• INPUT FOR THIS TASK:
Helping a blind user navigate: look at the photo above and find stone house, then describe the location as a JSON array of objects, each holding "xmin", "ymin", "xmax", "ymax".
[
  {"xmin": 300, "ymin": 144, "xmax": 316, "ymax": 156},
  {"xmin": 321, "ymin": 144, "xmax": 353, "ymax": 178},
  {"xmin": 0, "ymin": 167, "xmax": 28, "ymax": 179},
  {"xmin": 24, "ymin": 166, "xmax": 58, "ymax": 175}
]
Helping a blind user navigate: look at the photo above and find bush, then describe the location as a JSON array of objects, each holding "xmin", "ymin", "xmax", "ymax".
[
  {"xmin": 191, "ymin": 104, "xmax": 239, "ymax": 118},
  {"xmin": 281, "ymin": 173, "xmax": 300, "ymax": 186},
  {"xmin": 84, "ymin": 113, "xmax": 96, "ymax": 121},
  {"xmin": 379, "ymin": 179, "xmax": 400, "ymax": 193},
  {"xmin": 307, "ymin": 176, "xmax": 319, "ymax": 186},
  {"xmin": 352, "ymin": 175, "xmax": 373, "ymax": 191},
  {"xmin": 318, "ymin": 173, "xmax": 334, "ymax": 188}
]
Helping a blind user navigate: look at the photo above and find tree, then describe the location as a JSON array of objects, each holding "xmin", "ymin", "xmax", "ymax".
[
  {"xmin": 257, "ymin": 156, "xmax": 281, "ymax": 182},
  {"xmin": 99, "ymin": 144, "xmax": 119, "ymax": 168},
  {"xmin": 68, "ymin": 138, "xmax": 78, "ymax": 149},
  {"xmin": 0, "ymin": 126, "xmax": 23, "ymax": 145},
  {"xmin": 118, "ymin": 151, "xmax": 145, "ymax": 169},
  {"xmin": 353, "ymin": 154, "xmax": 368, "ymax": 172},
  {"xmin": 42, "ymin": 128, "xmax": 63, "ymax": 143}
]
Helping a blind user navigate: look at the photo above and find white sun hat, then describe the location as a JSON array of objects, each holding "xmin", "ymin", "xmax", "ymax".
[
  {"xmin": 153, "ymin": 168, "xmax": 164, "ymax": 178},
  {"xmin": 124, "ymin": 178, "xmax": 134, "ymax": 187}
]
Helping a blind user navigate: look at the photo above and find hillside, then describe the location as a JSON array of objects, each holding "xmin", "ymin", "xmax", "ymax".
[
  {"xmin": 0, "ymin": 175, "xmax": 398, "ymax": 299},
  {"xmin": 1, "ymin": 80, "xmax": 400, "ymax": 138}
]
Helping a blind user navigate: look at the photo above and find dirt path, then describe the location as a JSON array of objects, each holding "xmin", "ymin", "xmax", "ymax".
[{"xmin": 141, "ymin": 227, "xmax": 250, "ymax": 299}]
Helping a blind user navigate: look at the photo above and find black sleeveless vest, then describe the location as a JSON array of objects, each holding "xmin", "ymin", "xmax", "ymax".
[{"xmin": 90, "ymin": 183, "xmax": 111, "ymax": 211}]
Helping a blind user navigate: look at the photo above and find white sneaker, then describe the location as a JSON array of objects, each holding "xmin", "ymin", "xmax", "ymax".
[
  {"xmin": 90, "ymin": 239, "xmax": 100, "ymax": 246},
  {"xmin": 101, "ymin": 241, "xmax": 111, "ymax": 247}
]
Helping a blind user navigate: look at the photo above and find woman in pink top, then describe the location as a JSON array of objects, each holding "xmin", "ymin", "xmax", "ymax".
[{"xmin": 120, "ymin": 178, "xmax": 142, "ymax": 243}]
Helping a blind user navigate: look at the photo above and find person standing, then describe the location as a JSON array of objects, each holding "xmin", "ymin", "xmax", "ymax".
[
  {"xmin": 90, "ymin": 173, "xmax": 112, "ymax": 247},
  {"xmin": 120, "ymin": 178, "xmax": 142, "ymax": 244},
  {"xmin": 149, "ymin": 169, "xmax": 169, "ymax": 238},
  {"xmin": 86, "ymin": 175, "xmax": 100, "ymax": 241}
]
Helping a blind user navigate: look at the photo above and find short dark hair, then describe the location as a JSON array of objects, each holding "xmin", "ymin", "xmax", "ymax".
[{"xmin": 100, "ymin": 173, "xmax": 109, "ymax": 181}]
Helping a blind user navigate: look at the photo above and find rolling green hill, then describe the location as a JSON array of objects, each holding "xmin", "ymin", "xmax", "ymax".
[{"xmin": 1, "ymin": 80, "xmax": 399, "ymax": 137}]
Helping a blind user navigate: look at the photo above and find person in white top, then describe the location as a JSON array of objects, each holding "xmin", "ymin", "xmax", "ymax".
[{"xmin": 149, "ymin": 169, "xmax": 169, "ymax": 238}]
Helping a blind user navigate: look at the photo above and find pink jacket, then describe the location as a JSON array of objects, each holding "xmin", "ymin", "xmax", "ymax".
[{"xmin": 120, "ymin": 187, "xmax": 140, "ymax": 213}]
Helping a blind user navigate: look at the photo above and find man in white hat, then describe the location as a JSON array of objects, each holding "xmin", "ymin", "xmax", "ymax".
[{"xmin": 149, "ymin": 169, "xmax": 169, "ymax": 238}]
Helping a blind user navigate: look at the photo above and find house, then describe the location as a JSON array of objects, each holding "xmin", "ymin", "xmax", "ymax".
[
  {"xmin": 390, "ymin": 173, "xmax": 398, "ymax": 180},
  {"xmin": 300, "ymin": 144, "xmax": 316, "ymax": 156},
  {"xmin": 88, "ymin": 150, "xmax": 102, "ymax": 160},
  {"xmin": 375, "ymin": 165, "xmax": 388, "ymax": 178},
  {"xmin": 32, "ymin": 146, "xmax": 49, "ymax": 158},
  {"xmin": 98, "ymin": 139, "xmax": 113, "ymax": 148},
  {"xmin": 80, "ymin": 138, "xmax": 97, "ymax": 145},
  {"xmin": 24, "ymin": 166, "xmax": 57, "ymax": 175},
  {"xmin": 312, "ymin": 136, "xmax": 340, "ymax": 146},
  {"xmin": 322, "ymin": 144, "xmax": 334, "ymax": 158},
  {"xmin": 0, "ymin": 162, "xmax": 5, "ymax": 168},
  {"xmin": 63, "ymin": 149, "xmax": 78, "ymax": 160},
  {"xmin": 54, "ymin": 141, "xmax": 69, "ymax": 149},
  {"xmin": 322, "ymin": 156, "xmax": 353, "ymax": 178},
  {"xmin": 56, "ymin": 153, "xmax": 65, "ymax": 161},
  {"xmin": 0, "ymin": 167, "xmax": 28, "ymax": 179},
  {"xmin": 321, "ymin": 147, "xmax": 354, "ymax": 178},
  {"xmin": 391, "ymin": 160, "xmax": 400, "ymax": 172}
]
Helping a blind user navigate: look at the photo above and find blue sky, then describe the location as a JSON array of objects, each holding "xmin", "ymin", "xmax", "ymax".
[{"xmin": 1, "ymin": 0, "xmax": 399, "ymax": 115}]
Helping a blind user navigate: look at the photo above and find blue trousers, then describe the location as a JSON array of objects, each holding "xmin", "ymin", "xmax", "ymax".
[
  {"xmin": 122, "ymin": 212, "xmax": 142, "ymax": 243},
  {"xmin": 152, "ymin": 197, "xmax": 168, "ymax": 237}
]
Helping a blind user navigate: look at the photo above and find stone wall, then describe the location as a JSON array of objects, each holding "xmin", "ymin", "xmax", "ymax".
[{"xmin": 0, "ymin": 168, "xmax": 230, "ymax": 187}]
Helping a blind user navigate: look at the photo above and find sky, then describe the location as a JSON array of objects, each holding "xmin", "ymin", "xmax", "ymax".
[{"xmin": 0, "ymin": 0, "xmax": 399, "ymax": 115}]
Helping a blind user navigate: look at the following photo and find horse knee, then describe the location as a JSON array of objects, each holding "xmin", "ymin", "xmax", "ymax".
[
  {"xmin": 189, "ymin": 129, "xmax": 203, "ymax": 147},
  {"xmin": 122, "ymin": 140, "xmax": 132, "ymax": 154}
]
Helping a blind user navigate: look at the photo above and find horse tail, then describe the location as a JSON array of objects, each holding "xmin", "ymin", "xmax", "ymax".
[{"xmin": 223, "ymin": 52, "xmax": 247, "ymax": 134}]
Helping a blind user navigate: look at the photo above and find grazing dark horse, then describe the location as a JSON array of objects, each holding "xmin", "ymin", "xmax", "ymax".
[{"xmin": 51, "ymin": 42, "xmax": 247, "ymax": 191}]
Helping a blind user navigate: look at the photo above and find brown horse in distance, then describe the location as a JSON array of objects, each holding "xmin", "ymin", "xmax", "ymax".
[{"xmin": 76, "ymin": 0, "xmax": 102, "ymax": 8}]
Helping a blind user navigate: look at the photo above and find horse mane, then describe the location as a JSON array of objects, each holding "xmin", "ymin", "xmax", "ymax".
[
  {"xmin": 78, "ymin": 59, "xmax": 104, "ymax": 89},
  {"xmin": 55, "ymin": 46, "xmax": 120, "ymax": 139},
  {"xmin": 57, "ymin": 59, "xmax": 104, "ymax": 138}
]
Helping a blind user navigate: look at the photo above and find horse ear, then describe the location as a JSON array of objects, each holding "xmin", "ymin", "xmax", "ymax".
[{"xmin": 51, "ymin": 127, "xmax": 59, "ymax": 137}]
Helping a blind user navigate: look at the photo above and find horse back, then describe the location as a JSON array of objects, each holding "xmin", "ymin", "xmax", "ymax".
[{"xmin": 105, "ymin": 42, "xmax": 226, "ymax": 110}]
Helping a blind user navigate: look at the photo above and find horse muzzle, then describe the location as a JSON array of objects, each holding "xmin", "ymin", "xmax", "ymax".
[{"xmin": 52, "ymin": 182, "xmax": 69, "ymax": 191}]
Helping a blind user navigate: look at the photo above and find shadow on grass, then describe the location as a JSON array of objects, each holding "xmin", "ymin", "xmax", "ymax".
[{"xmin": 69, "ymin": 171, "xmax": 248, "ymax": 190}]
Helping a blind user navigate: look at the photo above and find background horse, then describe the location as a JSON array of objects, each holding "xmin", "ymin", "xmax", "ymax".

• WORK TO COMPLETE:
Retype exactly, and only, the lines from the line holding "horse back, then" through the last line of the data; both of those lines count.

• EXERCISE OUTPUT:
Helping a blind user navigate: look at the photo above and find horse back, then describe the location as a JSON array of objects, each holding "xmin", "ymin", "xmax", "ymax".
[{"xmin": 105, "ymin": 42, "xmax": 226, "ymax": 110}]
Helping a blind user navigate: look at the photo above and find horse muzzle, then describe the location as a JSON array of objects, each holding "xmin", "ymin", "xmax", "ymax".
[{"xmin": 52, "ymin": 182, "xmax": 69, "ymax": 191}]
Helping a blind user navigate: look at the photo above and find shadow on grass, then describe the location as a JSON array of objects, each holding "xmin", "ymin", "xmax", "ymax".
[{"xmin": 69, "ymin": 171, "xmax": 248, "ymax": 190}]
Helping a blind user navigate: look at the photo above and find background horse, then describe the location as a JSON array of objects, each holding "xmin", "ymin", "xmax", "ymax".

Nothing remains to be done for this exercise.